*区域标注记录*:
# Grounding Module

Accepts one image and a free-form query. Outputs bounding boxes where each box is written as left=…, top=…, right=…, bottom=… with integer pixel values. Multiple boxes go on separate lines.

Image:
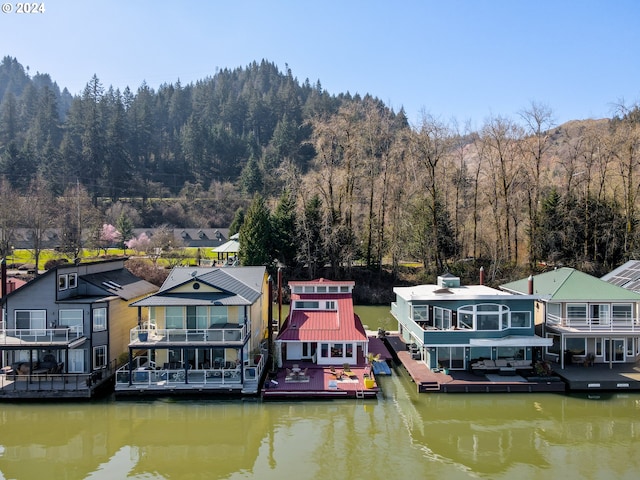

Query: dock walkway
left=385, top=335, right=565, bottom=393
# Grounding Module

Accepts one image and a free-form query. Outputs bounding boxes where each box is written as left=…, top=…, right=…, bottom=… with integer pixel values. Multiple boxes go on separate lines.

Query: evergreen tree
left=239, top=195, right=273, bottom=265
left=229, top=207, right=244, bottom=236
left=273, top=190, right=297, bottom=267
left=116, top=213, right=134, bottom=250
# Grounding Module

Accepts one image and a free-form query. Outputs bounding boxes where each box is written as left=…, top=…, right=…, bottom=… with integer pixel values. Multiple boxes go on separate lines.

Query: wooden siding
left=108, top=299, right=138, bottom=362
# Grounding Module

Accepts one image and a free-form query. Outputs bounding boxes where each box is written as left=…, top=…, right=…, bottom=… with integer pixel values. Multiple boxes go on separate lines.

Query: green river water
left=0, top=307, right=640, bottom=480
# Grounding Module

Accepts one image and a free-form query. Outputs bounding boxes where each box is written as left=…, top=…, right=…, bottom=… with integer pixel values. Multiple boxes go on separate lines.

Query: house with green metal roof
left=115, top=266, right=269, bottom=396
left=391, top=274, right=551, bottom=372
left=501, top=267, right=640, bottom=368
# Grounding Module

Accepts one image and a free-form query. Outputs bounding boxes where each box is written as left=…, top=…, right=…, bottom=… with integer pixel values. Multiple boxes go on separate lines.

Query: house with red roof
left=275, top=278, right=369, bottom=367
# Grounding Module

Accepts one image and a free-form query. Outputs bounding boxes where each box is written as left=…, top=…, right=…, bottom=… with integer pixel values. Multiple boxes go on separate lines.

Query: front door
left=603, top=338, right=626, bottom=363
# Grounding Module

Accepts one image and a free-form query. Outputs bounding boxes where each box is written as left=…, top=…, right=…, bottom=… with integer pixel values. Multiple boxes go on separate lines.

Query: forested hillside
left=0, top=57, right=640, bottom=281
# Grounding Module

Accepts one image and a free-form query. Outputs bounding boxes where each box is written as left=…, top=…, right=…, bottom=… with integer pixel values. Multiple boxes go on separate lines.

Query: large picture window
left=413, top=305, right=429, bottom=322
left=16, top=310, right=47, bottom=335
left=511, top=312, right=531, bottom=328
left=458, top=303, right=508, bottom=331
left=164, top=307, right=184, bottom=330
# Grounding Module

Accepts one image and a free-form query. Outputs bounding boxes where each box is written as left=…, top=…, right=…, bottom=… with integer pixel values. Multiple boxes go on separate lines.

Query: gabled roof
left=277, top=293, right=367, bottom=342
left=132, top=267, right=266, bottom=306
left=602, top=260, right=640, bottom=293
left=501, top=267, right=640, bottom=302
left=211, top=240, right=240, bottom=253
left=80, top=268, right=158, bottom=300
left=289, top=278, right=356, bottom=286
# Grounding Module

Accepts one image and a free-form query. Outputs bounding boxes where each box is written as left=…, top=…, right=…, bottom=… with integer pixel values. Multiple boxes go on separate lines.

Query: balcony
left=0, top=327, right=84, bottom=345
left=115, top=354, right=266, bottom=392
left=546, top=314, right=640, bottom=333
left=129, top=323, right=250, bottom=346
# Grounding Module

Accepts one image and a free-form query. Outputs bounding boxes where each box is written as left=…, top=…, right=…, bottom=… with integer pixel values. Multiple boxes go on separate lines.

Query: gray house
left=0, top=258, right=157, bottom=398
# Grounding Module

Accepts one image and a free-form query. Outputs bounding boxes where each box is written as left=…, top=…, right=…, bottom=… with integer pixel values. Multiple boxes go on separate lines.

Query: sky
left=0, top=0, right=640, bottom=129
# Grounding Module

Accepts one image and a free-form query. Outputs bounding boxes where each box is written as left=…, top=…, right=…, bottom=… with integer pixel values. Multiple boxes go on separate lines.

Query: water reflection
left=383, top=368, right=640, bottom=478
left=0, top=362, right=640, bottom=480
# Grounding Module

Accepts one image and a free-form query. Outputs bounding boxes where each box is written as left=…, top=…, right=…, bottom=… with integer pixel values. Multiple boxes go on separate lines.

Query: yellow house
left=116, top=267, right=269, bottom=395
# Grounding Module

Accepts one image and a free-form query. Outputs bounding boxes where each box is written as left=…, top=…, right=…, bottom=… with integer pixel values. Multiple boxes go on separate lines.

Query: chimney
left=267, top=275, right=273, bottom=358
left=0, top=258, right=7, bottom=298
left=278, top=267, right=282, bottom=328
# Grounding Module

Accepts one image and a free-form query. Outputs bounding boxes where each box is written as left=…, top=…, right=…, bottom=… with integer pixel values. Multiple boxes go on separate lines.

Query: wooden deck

*待做题目*: 把条目从最开头一直到含有“left=0, top=307, right=640, bottom=480”的那一行原样抄下来，头尾两行都要算进去。抄的时候别把图片带上。

*题目解答*:
# Grounding Module

Accepts one image and a free-form query. Outputs bounding boxes where each box is written as left=…, top=…, right=…, bottom=… with integer pixel values. Multiple boxes go on separate lines.

Image:

Query: dock walkway
left=385, top=335, right=565, bottom=393
# Grounding Module

Accepts one image and a free-form query. Outputs bounding boxes where each box is written as left=…, top=…, right=…, bottom=… with integer pixel values. Multiple boxes go on separate lines.

Query: evergreen tree
left=239, top=195, right=273, bottom=265
left=229, top=207, right=244, bottom=236
left=273, top=190, right=297, bottom=267
left=116, top=213, right=134, bottom=250
# Grounding Module

Accepts one image and a free-form query. Outputs bounding boxes where each box is written as left=…, top=…, right=…, bottom=… with integer pixel values. Multiple boxes go on separate lines.

Query: wooden siding
left=108, top=299, right=138, bottom=362
# Grounding Module

Accepts one image and a free-form query. Outputs bounding boxes where each box is written as left=…, top=…, right=…, bottom=… with integer pixel values. Multiple boxes go on separate lines.

Query: green river water
left=0, top=307, right=640, bottom=480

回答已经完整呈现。